= What is asked =
Your task is to write out the complete listing exactly as it is shown.

= Data items =
● ● ● ● ●
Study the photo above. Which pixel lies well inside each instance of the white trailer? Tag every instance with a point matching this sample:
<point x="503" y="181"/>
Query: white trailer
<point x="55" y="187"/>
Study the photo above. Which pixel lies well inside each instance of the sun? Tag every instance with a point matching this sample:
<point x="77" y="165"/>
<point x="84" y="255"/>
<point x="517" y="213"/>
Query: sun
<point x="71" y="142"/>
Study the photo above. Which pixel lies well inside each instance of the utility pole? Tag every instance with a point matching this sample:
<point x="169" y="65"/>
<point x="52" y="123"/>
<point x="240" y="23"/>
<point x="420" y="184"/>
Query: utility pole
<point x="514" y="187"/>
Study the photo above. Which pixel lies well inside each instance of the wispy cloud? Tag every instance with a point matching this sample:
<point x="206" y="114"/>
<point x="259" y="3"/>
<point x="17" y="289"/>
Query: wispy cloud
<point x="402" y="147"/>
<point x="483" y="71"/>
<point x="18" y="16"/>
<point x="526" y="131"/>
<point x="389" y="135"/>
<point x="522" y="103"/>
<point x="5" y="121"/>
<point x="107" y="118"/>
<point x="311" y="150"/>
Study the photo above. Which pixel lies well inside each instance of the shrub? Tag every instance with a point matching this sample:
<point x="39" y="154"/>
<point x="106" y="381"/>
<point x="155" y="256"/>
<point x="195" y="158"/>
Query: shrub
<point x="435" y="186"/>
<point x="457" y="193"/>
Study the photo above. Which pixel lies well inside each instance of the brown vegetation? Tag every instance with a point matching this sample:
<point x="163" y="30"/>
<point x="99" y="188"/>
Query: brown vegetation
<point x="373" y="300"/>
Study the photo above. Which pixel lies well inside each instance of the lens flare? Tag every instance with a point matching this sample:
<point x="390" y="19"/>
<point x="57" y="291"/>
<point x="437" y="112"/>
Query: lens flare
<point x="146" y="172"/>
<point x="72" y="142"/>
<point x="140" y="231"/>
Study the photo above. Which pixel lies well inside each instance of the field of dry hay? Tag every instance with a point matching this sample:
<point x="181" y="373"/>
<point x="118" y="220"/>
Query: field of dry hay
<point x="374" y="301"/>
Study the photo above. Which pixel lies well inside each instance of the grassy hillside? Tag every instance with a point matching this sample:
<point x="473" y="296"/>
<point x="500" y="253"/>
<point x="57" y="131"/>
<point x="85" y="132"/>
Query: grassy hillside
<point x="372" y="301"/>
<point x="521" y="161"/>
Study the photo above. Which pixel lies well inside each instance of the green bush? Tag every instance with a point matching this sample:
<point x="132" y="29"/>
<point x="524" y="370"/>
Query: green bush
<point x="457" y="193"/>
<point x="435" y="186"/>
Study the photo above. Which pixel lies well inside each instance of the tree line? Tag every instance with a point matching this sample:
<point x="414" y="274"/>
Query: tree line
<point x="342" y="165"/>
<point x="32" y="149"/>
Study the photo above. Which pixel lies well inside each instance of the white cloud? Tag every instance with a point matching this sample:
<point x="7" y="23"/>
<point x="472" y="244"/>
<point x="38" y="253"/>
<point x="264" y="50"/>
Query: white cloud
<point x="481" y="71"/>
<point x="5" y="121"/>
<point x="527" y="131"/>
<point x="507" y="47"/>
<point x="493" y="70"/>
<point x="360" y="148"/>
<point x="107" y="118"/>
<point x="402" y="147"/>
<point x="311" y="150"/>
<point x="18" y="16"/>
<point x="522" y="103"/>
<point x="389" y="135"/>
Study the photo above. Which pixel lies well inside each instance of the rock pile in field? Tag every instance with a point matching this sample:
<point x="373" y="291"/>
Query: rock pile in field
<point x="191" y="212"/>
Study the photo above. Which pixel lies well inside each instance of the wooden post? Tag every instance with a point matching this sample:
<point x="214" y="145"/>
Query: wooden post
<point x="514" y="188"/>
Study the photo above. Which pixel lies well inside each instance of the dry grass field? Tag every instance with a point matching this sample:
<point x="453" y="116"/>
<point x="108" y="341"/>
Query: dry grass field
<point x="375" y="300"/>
● ● ● ● ●
= Task response =
Study the photo above. Which pixel lies well inside each instance of the white trailer? Tag every instance with a point matching this sample:
<point x="503" y="181"/>
Query: white trailer
<point x="55" y="187"/>
Study the photo above. Which pixel lies well inside each instance of the sun? Tag every instance with a point matching this sample:
<point x="77" y="165"/>
<point x="84" y="255"/>
<point x="517" y="213"/>
Query: sun
<point x="71" y="142"/>
Study the photo above. Which pixel lies well inside each instance of the utility pole? Tag every instance with a point matching this sample:
<point x="169" y="65"/>
<point x="52" y="123"/>
<point x="240" y="23"/>
<point x="420" y="184"/>
Query: utility pole
<point x="514" y="187"/>
Study the photo above. Which pixel lies well inside each instance of the wispy cloud? Tag every instance with a point matching this sample:
<point x="206" y="114"/>
<point x="259" y="3"/>
<point x="17" y="289"/>
Query: wispy cloud
<point x="402" y="147"/>
<point x="483" y="71"/>
<point x="18" y="16"/>
<point x="526" y="131"/>
<point x="389" y="135"/>
<point x="522" y="103"/>
<point x="5" y="121"/>
<point x="107" y="118"/>
<point x="311" y="150"/>
Study the photo above. Which pixel lies well inside each instance of the shrub? Tag every instance with a point matching this sample:
<point x="39" y="154"/>
<point x="106" y="381"/>
<point x="155" y="256"/>
<point x="195" y="158"/>
Query: shrub
<point x="435" y="186"/>
<point x="457" y="193"/>
Study the photo above. Which pixel lies well inside each instance of the brown vegetation? Tag every instance with a point matching this sample:
<point x="163" y="30"/>
<point x="99" y="188"/>
Query: brown vegetation
<point x="373" y="300"/>
Study the photo above. Which pixel lies well inside each instance of the lens flare? Tag every instance with a point matching this sample:
<point x="390" y="19"/>
<point x="57" y="291"/>
<point x="437" y="112"/>
Query: lens flare
<point x="146" y="172"/>
<point x="72" y="142"/>
<point x="140" y="231"/>
Study the photo above. Which pixel lies well inside each instance of the field of dry hay? Tag every instance with a point matching this sample:
<point x="181" y="373"/>
<point x="118" y="220"/>
Query: field of dry hay
<point x="374" y="301"/>
Study the photo above. Which pixel lies well inside each instance of the grassy hillside? Tag every instance with a point matching this sample:
<point x="473" y="296"/>
<point x="500" y="253"/>
<point x="57" y="131"/>
<point x="85" y="132"/>
Query: grassy hillside
<point x="372" y="301"/>
<point x="521" y="161"/>
Study the photo above. Which pixel lies well inside each instance of the green bush? Tag every instance with a point matching this sample:
<point x="132" y="29"/>
<point x="524" y="370"/>
Query: green bush
<point x="457" y="193"/>
<point x="435" y="186"/>
Study the photo above. Which pixel lies well inside each instance of the tree line? Tag every instance with a point matching this sample:
<point x="414" y="274"/>
Query: tree line
<point x="342" y="165"/>
<point x="32" y="149"/>
Study the photo above. Which pixel lies well inside each instance of the white cloud? Tag every instance with a point matching this sample:
<point x="7" y="23"/>
<point x="472" y="244"/>
<point x="38" y="253"/>
<point x="264" y="50"/>
Query: white cloud
<point x="481" y="71"/>
<point x="5" y="121"/>
<point x="527" y="131"/>
<point x="507" y="47"/>
<point x="493" y="70"/>
<point x="360" y="148"/>
<point x="107" y="118"/>
<point x="402" y="147"/>
<point x="311" y="150"/>
<point x="18" y="16"/>
<point x="522" y="103"/>
<point x="389" y="135"/>
Study the photo above. Which pixel lies well inside each instance of the rock pile in field? Tag every instance with a point matching this sample:
<point x="373" y="291"/>
Query: rock pile in field
<point x="191" y="212"/>
Study the photo above. Which pixel lies well inside each instance of the wooden post? Tag every instance with a point matching this sample:
<point x="214" y="145"/>
Query: wooden post
<point x="514" y="188"/>
Study the photo above. Which pixel lies well inside each instance of the dry grass field? Tag every instance with a point matching this sample:
<point x="453" y="116"/>
<point x="108" y="341"/>
Query: dry grass field
<point x="375" y="300"/>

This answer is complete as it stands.